* 任务要求: 能把下方条目中从包含“Could you point out the fingernail”的那一行到包含“Could you point out the rhinestone”的那一行（首尾两行都算在内）原样返回吗？

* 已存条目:
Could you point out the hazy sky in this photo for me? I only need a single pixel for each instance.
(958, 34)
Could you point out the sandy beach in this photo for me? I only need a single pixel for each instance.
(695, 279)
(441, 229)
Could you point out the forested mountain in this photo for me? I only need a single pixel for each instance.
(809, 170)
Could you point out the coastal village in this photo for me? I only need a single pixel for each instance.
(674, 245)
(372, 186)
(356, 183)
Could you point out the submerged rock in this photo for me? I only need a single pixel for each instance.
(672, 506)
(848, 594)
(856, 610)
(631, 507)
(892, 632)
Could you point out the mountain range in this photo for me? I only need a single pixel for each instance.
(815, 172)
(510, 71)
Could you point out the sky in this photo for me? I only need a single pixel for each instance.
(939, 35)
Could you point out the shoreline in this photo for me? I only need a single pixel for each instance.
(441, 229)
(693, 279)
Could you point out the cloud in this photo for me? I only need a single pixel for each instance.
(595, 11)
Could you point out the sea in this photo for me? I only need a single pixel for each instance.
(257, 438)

--

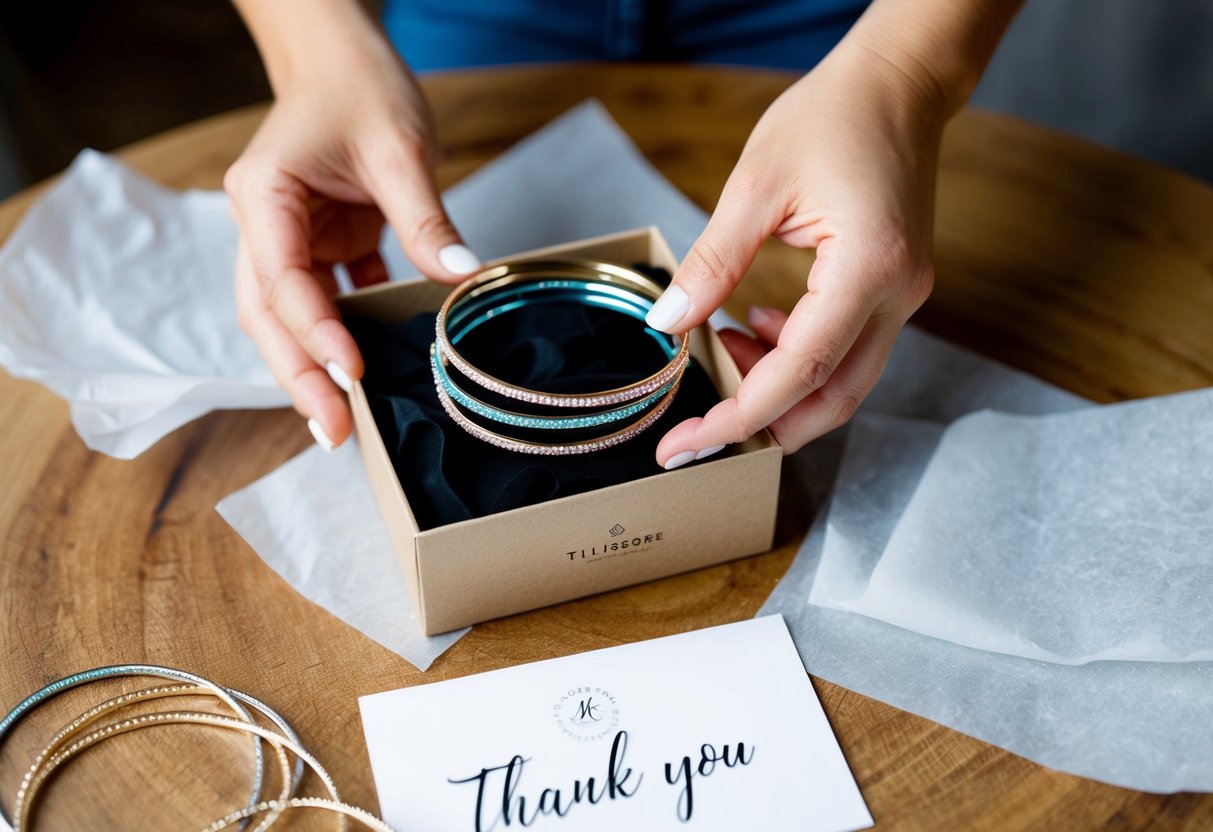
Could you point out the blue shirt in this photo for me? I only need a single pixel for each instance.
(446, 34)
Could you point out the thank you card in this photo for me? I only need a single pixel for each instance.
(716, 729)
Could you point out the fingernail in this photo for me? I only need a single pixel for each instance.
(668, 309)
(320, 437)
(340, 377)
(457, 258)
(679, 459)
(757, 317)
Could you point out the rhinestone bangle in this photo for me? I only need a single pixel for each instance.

* 书面解答:
Could you point out the fingernail in this photo for me? I only need a single pixel for each instance.
(668, 309)
(320, 437)
(340, 377)
(457, 258)
(679, 459)
(757, 317)
Could you point out the rhinestone bangle in this photo for me? I only need a single pixel for each instance.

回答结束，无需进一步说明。